(Beginning of PASSAGE PROVIDED)

And this was TSA Precheck, while this was more extreme, I see versions of this every time through security. Sometimes I feel for the patient souls that work TSA

Posted by
3335 posts

Even at TSA Precheck within the same airport, the rules vary and it is frustrating. The reasoning I heard when I asked (why at JFK T5 must I remove my shoes & belt at TSA Precheck but not at JFK T4) about the inconsistency of the rules is that security wants to keep people who might want to cause harm off guard as they don't want symmetry or regularity. This might be why no posters are made as the OP asked. They yell because the lines can be long and loud. In all fairness, some travelers who maybe travel once per year don't prepare in advance and wait until it's their turn at the x-rays to take off their coats, their kids coats', end their mobile phone calls, etc.

(End of PASSAGE PROVIDED)

### ACTIVITY 1
Retype the part of the TSA Precheck passage between "And this was" and "phone calls, etc.", inclusive.
### ACTIVITY 2
In the TSA Precheck passage, which items must the writer remove at TSA Precheck in JFK Terminal 5 but not in Terminal 4?
### ACTIVITY 3
Write a continuation of the TSA Precheck passage, starting after its final sentence.

(Beginning of GIVEN DATA)

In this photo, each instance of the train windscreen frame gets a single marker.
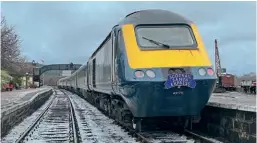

(End of GIVEN DATA)

### ANSWER SECTION 1
And this was TSA Precheck, while this was more extreme, I see versions of this every time through security. Sometimes I feel for the patient souls that work TSA

Posted by
3335 posts

Even at TSA Precheck within the same airport, the rules vary and it is frustrating. The reasoning I heard when I asked (why at JFK T5 must I remove my shoes & belt at TSA Precheck but not at JFK T4) about the inconsistency of the rules is that security wants to keep people who might want to cause harm off guard as they don't want symmetry or regularity. This might be why no posters are made as the OP asked. They yell because the lines can be long and loud. In all fairness, some travelers who maybe travel once per year don't prepare in advance and wait until it's their turn at the x-rays to take off their coats, their kids coats', end their mobile phone calls, etc.

### ANSWER SECTION 2
Shoes and belt.

### ANSWER SECTION 3
Posted by
3493 posts

Paul, I must have been behind that same person at another airport. That time he was wearing cargo pants with a handful of loose change in each pocket. Also had on lineman boots (knee high lace ups) that took him literally 15 minutes to remove. And multiple piercings in his ears and eyelids. After setting off the detector multiple times, He kept arguing that the only "metal" about him was his Metallica shirt. TSA was not amused. He might still be at the checkpoint.

I understand that not everyone travels as much as some of us do, but how much clearer does it need to be: "Remove EVERYTHING from your pockets. Place all items from your pockets in a bin." Arguing with the TSA about what you can or can't keep in your pockets is just not worth it.

Posted by
12979 posts

Even though given a choice if the price is the same, I much rather fly out of OAK than SFO, especially to Europe. To be fair SFO does have signs telling you what needs to be discarded or will be discarded, prohibited items, various instructions, and even sometimes TSA personnel telling you (though not yelling) what to do upon reaching the bins. Still, you can bet there are people who are clueless...very true about that. They don't seem to look at the signs or listen...absolutely clueless.

Being clueless will certainly enhance your chances of getting yelled at, (if one minds that), when your attention span wasn't there in the first place before you got to the bins.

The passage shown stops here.